When crushed, their foliage emits a pleasant aroma with pest-repelling qualities. The plant spreads easily, which can require some work to manage, but also can quickly fill spaces and produces a thriving, pollinated garden. 

It’s easy to grow in well-drained soil and has been selectively bred to make it disease-resistant, such as to types of mildew which had been a prolific consumer of previous bee balm variants.


A coneflower with a bee on it

Coneflowers are ideal for attracting pollinators, with flat-topped flowers and big central cones providing an attractive landing pad for insects to locate and access their goods.

Once established, they require very little care. The flowers will begin blooming early summer and keep flowering until autumn. They can produce new flowers everyday, offering a fantastic food source for an extended period.

After the blooming season, coneflowers are valuable throughout winter. The seed heads can stay on the plants, adding to an aesthetic garden and supporting diversity by feeding birds.

EXERCISE BRIEF: Repeat the passage on bee balm and coneflowers in its entirety, without any alteration.

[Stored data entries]

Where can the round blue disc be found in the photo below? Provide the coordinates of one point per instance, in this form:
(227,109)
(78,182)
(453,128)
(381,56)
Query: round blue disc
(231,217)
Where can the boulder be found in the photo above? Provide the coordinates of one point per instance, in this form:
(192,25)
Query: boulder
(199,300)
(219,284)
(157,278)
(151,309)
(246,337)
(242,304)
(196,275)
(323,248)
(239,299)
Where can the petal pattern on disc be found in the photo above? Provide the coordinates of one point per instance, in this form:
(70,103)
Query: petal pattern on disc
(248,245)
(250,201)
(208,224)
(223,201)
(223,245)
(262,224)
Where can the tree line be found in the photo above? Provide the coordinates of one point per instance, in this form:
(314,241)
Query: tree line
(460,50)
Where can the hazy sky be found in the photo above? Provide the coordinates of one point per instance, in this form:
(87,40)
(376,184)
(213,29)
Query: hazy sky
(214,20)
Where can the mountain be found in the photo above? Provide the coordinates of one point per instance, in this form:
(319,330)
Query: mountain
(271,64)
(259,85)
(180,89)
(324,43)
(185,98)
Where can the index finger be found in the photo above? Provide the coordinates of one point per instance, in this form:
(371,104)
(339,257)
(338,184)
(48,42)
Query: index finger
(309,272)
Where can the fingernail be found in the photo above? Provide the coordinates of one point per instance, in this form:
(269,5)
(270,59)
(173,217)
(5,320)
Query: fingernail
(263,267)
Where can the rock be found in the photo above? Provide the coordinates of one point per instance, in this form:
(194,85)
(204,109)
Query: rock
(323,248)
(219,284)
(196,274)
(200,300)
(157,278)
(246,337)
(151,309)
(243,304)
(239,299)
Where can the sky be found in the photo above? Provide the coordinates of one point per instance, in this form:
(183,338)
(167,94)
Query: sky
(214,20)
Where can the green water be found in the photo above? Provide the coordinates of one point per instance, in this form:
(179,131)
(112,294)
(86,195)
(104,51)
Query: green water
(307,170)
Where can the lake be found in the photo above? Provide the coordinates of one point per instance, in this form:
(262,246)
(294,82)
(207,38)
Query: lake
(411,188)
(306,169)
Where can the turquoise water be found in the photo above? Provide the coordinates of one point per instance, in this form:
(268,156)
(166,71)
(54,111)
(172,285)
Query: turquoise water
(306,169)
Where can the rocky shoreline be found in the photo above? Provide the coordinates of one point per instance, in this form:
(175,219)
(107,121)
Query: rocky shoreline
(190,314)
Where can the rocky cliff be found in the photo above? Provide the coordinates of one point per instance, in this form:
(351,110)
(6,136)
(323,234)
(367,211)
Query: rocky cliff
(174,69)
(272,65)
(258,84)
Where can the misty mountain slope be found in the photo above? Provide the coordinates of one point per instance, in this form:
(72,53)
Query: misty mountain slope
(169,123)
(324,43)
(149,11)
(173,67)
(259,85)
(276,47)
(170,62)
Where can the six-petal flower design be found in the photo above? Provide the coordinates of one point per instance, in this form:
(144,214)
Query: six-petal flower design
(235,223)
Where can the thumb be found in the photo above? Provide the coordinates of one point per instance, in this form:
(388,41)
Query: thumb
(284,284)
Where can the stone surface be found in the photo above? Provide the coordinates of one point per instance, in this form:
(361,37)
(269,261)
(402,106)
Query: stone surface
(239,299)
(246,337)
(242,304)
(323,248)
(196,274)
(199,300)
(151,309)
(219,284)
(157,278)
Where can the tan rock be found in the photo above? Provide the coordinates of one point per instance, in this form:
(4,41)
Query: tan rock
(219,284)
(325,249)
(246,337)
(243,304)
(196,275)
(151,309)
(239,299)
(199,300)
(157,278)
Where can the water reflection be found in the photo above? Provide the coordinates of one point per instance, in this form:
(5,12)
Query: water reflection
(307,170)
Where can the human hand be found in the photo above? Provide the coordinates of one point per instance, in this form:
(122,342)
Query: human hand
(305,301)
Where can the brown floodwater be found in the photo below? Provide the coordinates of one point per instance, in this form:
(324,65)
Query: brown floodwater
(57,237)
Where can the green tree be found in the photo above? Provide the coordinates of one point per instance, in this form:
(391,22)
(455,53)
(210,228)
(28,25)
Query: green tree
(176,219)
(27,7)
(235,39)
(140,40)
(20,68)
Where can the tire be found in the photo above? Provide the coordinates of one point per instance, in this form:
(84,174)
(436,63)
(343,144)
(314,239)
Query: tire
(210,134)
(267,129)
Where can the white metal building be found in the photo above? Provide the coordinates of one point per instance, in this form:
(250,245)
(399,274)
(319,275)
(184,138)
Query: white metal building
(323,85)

WRITTEN ANSWER:
When crushed, their foliage emits a pleasant aroma with pest-repelling qualities. The plant spreads easily, which can require some work to manage, but also can quickly fill spaces and produces a thriving, pollinated garden. 

It’s easy to grow in well-drained soil and has been selectively bred to make it disease-resistant, such as to types of mildew which had been a prolific consumer of previous bee balm variants.


A coneflower with a bee on it

Coneflowers are ideal for attracting pollinators, with flat-topped flowers and big central cones providing an attractive landing pad for insects to locate and access their goods.

Once established, they require very little care. The flowers will begin blooming early summer and keep flowering until autumn. They can produce new flowers everyday, offering a fantastic food source for an extended period.

After the blooming season, coneflowers are valuable throughout winter. The seed heads can stay on the plants, adding to an aesthetic garden and supporting diversity by feeding birds.